TEXT PROVIDED:
--- START ---

Need a Darth Vader cake pan or a backpack with binoculars?
Across Canada, local public libraries get creative during COVID.
Over the past year of lockdowns and restrictions, public libraries have figured out countless creative ways to continue serving their communities during a pandemic. In addition to regular lending services, libraries across Canada now offer online programming, news subscriptions and entertainment as well as curbside options such as printing services, free Wi-Fi, activities and community information along with art, craft and STEM project kits for all ages. Just about all of these services are “essential,” particularly as the pandemic drags on.
Libraries “help with mental health, keep people connected and provide current information,” Carolyn Dawkins, Bracebridge Public Library (BPL) Assistant/Office Manager, tells Christian Courier.
“Libraries are community hubs,” Mary Kapusta, Communications Director at Calgary Public Library, says, “that connect people to new ideas, accurate information, and each other. I am blown away with the level of innovation from libraries across Canada as they work to serve people as best as they can under these restrictions.”

--- END ---

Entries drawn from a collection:
--- START ---

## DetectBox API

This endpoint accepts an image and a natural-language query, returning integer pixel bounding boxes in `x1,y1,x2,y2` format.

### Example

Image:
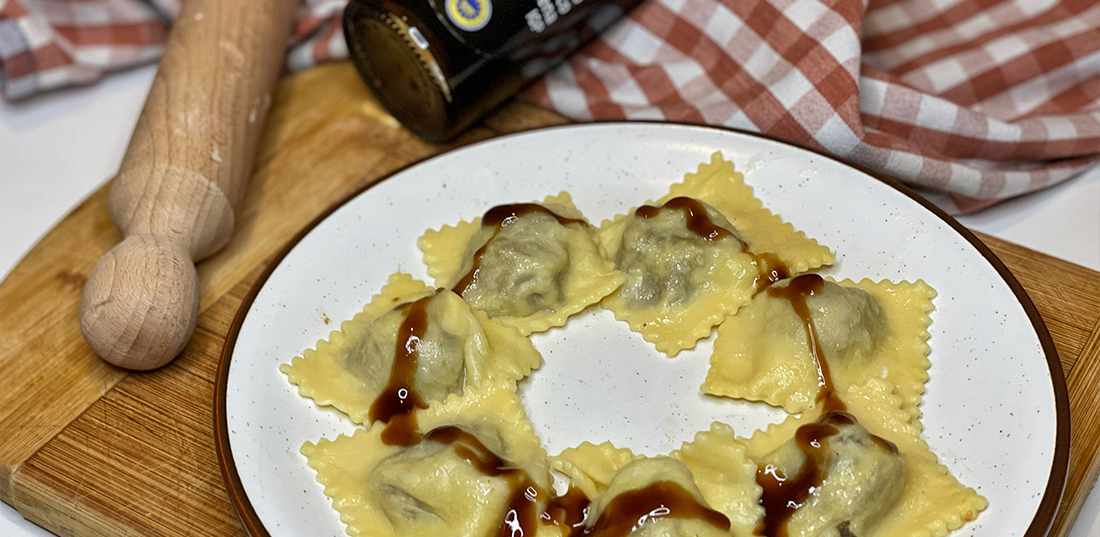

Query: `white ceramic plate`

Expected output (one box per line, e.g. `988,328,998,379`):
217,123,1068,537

--- END ---
--- START ---

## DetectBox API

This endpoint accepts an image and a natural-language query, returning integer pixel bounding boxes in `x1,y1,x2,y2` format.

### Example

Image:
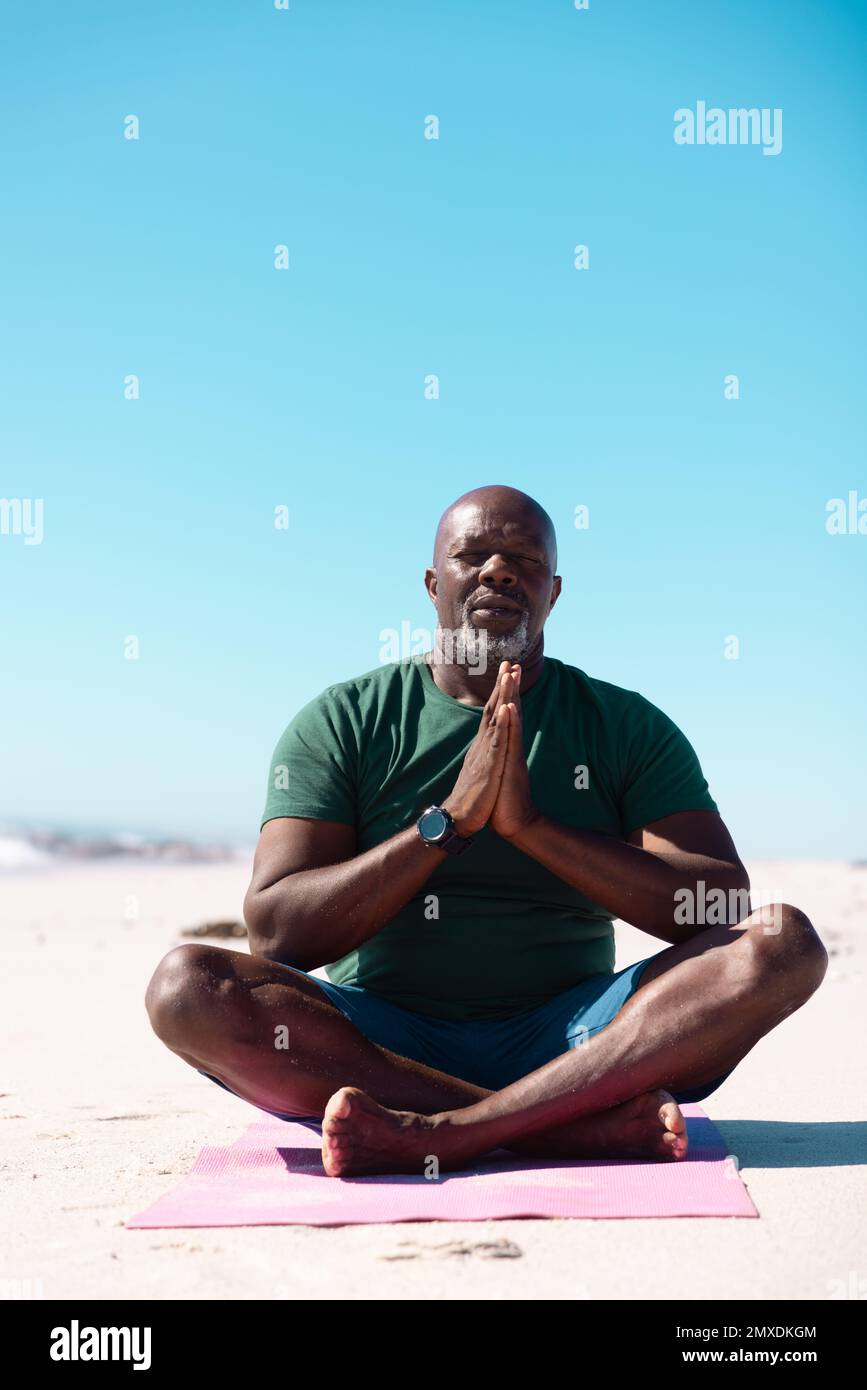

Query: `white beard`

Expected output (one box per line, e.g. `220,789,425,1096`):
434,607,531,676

--- END ---

EXERCISE INSTRUCTIONS:
[a] In the text on Canadian libraries during COVID, what is Carolyn Dawkins's position?
[b] Reproduce a passage from the text on Canadian libraries during COVID, beginning at the words "Across Canada, local" and stopping after "tells Christian Courier.".
Work only from the text on Canadian libraries during COVID.

ANSWERS TO THE EXERCISE:
[a] She is Assistant/Office Manager at Bracebridge Public Library (BPL).

[b]
Across Canada, local public libraries get creative during COVID.
Over the past year of lockdowns and restrictions, public libraries have figured out countless creative ways to continue serving their communities during a pandemic. In addition to regular lending services, libraries across Canada now offer online programming, news subscriptions and entertainment as well as curbside options such as printing services, free Wi-Fi, activities and community information along with art, craft and STEM project kits for all ages. Just about all of these services are “essential,” particularly as the pandemic drags on.
Libraries “help with mental health, keep people connected and provide current information,” Carolyn Dawkins, Bracebridge Public Library (BPL) Assistant/Office Manager, tells Christian Courier.